* [Exercise goal]: Images excluded, repeat each entry below exactly.

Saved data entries
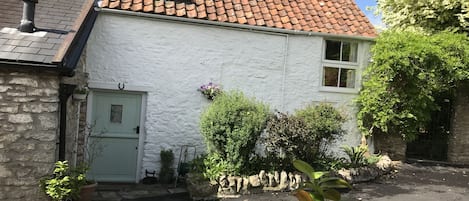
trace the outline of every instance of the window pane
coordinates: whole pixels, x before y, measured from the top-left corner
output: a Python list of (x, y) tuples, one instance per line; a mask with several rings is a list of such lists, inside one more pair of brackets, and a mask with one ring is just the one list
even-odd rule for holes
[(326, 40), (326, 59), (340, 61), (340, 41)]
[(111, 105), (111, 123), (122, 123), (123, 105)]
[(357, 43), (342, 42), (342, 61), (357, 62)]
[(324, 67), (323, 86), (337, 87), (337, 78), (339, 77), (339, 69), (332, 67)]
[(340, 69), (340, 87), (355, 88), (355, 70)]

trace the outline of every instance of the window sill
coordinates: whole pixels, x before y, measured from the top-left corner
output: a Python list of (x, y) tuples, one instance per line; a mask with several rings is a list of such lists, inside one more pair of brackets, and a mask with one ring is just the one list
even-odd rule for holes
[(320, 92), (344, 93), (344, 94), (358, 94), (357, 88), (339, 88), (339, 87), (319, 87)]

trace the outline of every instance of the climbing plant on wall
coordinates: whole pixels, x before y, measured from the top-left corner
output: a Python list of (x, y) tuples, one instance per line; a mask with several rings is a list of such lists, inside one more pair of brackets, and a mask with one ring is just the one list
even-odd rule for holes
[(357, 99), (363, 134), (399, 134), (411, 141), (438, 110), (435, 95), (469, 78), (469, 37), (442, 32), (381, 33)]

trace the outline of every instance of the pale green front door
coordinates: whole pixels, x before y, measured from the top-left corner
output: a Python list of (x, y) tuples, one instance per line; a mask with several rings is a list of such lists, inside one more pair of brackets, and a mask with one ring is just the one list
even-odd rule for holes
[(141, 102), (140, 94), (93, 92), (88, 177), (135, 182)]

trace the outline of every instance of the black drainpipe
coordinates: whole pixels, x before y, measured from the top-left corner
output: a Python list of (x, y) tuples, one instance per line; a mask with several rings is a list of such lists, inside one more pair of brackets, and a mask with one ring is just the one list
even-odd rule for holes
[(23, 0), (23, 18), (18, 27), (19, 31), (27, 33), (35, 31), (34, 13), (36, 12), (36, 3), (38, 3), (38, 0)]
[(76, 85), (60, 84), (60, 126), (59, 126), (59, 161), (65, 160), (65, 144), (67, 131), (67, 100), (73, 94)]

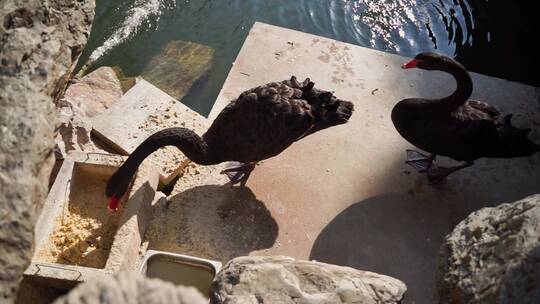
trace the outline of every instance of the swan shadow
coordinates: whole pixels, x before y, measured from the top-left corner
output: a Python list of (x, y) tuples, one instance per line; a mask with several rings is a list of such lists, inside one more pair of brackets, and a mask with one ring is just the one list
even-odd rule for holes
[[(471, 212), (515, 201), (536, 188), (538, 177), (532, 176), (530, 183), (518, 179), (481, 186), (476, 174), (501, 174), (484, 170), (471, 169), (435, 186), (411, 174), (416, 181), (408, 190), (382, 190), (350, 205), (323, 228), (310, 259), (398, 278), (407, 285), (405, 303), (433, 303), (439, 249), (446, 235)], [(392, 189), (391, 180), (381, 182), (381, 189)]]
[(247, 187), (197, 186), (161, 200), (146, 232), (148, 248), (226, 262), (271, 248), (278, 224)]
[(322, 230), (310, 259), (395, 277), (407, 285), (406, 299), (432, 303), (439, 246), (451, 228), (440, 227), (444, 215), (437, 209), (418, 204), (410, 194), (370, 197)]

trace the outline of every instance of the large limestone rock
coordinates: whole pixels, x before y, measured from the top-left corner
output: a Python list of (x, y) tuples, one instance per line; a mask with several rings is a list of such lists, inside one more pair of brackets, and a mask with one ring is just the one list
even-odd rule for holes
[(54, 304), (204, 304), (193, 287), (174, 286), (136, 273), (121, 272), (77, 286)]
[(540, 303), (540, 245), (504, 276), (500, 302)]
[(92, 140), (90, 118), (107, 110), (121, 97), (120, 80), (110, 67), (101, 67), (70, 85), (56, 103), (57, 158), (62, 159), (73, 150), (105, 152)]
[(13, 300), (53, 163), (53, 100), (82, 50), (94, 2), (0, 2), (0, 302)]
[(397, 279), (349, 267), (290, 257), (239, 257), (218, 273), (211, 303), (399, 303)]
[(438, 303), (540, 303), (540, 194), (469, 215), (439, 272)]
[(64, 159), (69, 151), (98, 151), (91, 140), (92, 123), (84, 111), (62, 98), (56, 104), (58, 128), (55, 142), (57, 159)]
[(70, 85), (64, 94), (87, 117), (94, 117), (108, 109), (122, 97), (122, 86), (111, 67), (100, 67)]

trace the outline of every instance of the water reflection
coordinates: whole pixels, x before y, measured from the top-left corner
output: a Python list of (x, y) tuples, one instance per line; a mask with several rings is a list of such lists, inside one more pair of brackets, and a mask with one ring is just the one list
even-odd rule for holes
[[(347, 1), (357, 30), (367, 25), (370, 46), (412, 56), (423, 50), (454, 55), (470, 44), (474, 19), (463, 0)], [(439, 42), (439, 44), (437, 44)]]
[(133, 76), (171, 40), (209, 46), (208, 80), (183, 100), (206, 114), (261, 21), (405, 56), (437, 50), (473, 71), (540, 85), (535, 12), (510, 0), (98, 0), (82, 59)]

* [Reply]:
trace the outline of every instance of the window pane
coordinates: whole pixels, x before y, measured from the top-left corner
output: a Python list of (x, y) tuples, one instance per line; a mask with several rings is a list of such lists, inside one more pair of brackets, and a mask with one ring is just the one list
even-odd rule for holes
[(326, 40), (326, 59), (340, 61), (340, 41)]
[(111, 105), (111, 123), (122, 123), (123, 105)]
[(357, 43), (342, 42), (342, 61), (357, 62)]
[(324, 67), (323, 86), (337, 87), (337, 78), (339, 77), (339, 69), (332, 67)]
[(340, 69), (340, 87), (355, 88), (355, 70)]

trace the outline of every instance of the window sill
coordinates: whole pixels, x before y, measured from the top-left corner
output: a Python list of (x, y) tuples, one instance per line; a mask with several rings is a list of such lists, inside one more pair of brackets, and a mask with one ring is just the one list
even-odd rule for holes
[(320, 92), (344, 93), (344, 94), (358, 94), (357, 88), (339, 88), (339, 87), (319, 87)]

trace the outline of every instance of the climbing plant on wall
coordinates: whole pixels, x before y, measured from the top-left corner
output: a Python list of (x, y) tuples, one instance per line; a mask with several rings is a list of such lists, inside one more pair of brackets, and a mask with one ring is just the one list
even-odd rule for holes
[(357, 99), (363, 134), (399, 134), (411, 141), (438, 110), (435, 95), (469, 78), (469, 37), (442, 32), (381, 33)]

trace the outline of every instance of the pale green front door
coordinates: whole pixels, x before y, measured from the top-left corner
output: a Python list of (x, y) tuples, one instance per line; a mask with several rings is a list of such lists, inside one more pair of brackets, and a mask with one ring is just the one list
even-odd rule for holes
[(141, 102), (140, 94), (93, 92), (88, 177), (135, 182)]

trace the outline of every instance of the black drainpipe
coordinates: whole pixels, x before y, measured from the top-left corner
output: a Python list of (x, y) tuples, one instance per line; a mask with several rings is a list of such lists, inside one more pair of brackets, and a mask with one ring is just the one list
even-odd rule for holes
[(23, 0), (23, 18), (18, 27), (19, 31), (27, 33), (35, 31), (34, 13), (36, 12), (36, 3), (38, 3), (38, 0)]
[(76, 85), (60, 84), (60, 126), (59, 126), (59, 161), (65, 160), (65, 144), (67, 131), (67, 100), (73, 94)]

trace the outline of every instance of the swan shadow
coordinates: whole pixels, x before y, measured from the top-left corner
output: a Python list of (x, y) tuples, one instance per line; a mask with several rings is a list of such lists, inside one more pair of brackets, and a mask with one ring is just the one list
even-odd rule for holes
[[(471, 212), (515, 201), (536, 188), (538, 177), (532, 176), (530, 183), (518, 179), (481, 186), (476, 174), (501, 174), (484, 170), (471, 169), (435, 186), (411, 174), (416, 181), (408, 190), (382, 190), (350, 205), (323, 228), (310, 259), (398, 278), (407, 285), (405, 303), (433, 303), (439, 249), (446, 235)], [(392, 189), (391, 180), (381, 182), (381, 189)]]
[(247, 187), (197, 186), (161, 200), (146, 232), (148, 248), (226, 262), (271, 248), (278, 224)]
[(322, 230), (310, 259), (395, 277), (407, 285), (406, 299), (432, 303), (439, 246), (451, 228), (440, 227), (444, 215), (437, 209), (418, 204), (410, 194), (370, 197)]

trace the outline of every instance of the large limestone rock
coordinates: whole pixels, x before y, measured from the top-left corner
output: a Python list of (x, y) tuples, one instance per line; a mask with several rings is a list of such lists, inside one more pair of brackets, and a mask with one ring is just the one list
even-odd rule for holes
[(54, 304), (204, 304), (193, 287), (174, 286), (136, 273), (121, 272), (77, 286)]
[(540, 303), (540, 245), (504, 276), (500, 302)]
[(92, 140), (90, 118), (107, 110), (121, 97), (120, 80), (110, 67), (101, 67), (70, 85), (56, 103), (57, 158), (62, 159), (73, 150), (105, 152)]
[(13, 300), (53, 163), (53, 100), (82, 50), (94, 2), (0, 2), (0, 302)]
[(397, 279), (349, 267), (290, 257), (239, 257), (218, 273), (211, 303), (399, 303)]
[(438, 303), (540, 303), (540, 194), (469, 215), (439, 272)]
[(64, 159), (69, 151), (98, 151), (91, 140), (92, 123), (84, 111), (62, 98), (56, 104), (58, 128), (55, 142), (57, 159)]
[(70, 85), (64, 94), (87, 117), (94, 117), (108, 109), (122, 97), (122, 86), (111, 67), (100, 67)]

trace the outline of every instance of the water reflection
coordinates: whole pixels, x before y, measured from the top-left corner
output: a Python list of (x, y) tuples, one instance per line; a mask with several rings is a list of such lists, inside one more pair of brackets, and a mask with one ring is just the one list
even-odd rule for holes
[[(347, 1), (357, 30), (367, 25), (370, 46), (412, 56), (423, 50), (454, 55), (470, 44), (474, 19), (463, 0)], [(439, 42), (439, 44), (437, 44)]]
[(133, 76), (171, 40), (209, 46), (208, 80), (183, 100), (206, 114), (261, 21), (405, 56), (437, 50), (473, 71), (540, 85), (535, 12), (510, 0), (98, 0), (82, 59)]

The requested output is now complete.